### WRITTEN INSTRUCTION
Reproduce all of the data exactly, with no line skipped.

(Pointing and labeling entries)
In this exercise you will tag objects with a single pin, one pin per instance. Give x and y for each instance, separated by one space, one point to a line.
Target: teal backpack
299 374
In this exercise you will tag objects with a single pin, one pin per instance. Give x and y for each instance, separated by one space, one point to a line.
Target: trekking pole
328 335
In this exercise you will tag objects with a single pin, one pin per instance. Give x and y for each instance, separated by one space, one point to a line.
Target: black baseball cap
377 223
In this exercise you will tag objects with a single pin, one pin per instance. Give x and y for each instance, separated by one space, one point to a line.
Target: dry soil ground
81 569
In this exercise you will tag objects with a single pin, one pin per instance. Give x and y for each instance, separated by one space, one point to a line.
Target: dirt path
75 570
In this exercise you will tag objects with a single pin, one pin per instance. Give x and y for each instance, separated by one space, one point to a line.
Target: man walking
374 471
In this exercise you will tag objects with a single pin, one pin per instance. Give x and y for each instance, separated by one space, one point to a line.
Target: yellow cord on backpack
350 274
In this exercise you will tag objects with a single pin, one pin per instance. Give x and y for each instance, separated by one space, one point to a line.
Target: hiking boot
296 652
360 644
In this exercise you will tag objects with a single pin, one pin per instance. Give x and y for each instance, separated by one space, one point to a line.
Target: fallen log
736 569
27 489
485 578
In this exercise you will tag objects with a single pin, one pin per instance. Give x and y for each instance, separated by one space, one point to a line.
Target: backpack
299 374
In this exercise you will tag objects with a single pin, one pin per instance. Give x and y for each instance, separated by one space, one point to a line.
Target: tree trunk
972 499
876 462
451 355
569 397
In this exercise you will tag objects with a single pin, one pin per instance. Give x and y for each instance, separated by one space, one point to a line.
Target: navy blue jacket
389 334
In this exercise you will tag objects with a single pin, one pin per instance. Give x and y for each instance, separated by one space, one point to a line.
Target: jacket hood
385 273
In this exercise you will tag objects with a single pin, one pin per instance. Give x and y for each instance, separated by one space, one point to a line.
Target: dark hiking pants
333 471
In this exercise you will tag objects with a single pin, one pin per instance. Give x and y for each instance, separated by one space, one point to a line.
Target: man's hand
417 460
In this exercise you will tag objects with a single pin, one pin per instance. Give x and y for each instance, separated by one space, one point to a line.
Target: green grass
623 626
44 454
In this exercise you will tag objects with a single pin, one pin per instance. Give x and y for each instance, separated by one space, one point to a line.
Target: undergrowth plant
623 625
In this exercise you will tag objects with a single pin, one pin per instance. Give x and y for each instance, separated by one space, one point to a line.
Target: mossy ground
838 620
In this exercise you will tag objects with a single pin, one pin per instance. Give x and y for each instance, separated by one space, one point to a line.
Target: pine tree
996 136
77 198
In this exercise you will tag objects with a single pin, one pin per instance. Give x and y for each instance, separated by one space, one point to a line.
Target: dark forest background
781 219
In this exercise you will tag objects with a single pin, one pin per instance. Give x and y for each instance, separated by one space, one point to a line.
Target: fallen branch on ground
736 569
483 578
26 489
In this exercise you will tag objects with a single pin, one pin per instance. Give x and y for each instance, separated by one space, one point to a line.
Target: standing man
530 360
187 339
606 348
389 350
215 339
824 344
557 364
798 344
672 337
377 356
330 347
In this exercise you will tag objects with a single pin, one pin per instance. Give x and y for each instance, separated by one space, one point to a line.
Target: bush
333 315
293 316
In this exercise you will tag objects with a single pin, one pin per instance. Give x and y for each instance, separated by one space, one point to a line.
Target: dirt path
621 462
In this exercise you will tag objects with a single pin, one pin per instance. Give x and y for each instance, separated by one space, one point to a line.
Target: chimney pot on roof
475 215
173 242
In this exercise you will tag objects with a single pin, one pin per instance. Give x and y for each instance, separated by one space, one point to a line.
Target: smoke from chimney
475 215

### TASK RESULT
In this exercise you will tag objects with a single pin, one pin per instance. Give x and y for each instance, separated by one space, one point to a line.
Target: teal backpack
299 374
In this exercise you will tag objects with a single pin, one pin per instance. Give x and y for each instance, separated by one space, one point to a line.
Target: trekking pole
328 335
In this exercise you will tag objects with a single pin, one pin per instance. Give x and y for each instance, separated by one space, one point to a line.
Target: black baseball cap
377 223
In this exercise you will tag objects with a single pin, one pin per instance. Give x and y for each instance, separated by one space, one point to a line.
Target: dry soil ground
81 569
In this exercise you will tag objects with a single pin, one pin per instance. Give x and y for each instance, separated by one space, one point to a line.
Target: dirt path
75 570
In this exercise you will tag objects with a single pin, one pin per instance. Give x and y for each instance, separated by one space, one point to a line.
Target: man walking
374 471
In this exercise you will tag objects with a single pin, one pin per instance. Give x and y for each instance, separated by one space, one point to a line.
Target: yellow cord on backpack
350 274
In this exercise you will tag objects with a single pin, one pin per instance. Give x and y for each instance, separated by one space, one point to a line.
Target: hiking boot
296 652
360 644
In this exercise you will tag objects with a single pin, one pin per instance. Give x and y for each instance, separated by one space, one point to a line.
Target: fallen log
736 569
27 489
485 578
In this exercise you will tag objects with a single pin, one pin per instance. Give x and y for each instance, separated by one space, one point to a line.
Target: backpack
299 374
In this exercise you will tag objects with a single pin, one pin per instance. Give x and y for each instance, separated by one space, one point to a line.
Target: tree trunk
972 499
876 462
451 355
569 397
In this exercise you will tag objects with a single pin, one pin per instance. Give x and y for each instance, separated by one space, one point to a line.
Target: navy blue jacket
389 334
In this exercise you will tag objects with a single pin, one pin per instance. Give x and y for each instance, separated by one space, one point to a line.
Target: jacket hood
385 273
In this exercise you will tag objects with a single pin, one pin per instance. Give x and y for each instance, separated by one space, one point to a line.
Target: dark hiking pants
333 471
In this exercise you will tag objects with a single pin, one pin per instance. Give x and y for each instance, separated by one space, one point to a line.
Target: man's hand
417 460
In this exercise you will tag objects with a single pin, one pin per instance. Give x and y for each instance, separated by one space, one point to a line.
Target: green grass
623 626
44 454
In this exercise you will tag objects with a single pin, one pin per instance. Give x and y for each instance, separated by one space, one point to a line.
Target: undergrowth plant
623 625
In this exercise you will tag objects with a single pin, one pin per instance. Give x and y for each instance, separated by one space, one point to a line.
Target: mossy ground
838 620
In this exercise you will tag objects with a single pin, one pin per instance. Give x and y for each instance, separated by one space, one point to a line.
Target: pine tree
996 136
77 198
In this exercise you will tag objects with a single pin, one pin per instance. Give x and y for each instance, separated by one space, one point to a line.
Target: dark forest background
781 219
In this exercise you will tag objects with a single pin, one pin per instance. Give x and y for each instance, separated by one space, one point to a line.
Target: fallen branch on ground
736 569
483 578
26 489
In this exercise you will tag objects with a single pin, one pin per instance. Give x and y for each instance, separated by one space, one point to a line.
Target: standing man
530 360
187 339
606 348
389 350
215 339
824 344
557 364
798 344
672 337
377 356
330 347
In this exercise you will tag objects with a single pin, one pin per instance. Give x and y for each instance, separated by one space, one point to a line.
Target: bush
333 315
293 316
In this exercise you will tag objects with a single pin, one pin per instance. Give x and y for each instance, separated by one space, one point to a line.
Target: dirt path
621 462
In this exercise you will tag objects with a single pin, one pin per instance. Give x and y for each instance, separated by one space, one point to a line.
Target: chimney pot on roof
475 215
173 242
In this exercise you will tag objects with a single pin, one pin per instance. Give x and y for each instance, separated by one space, one point to a line.
Target: smoke from chimney
475 215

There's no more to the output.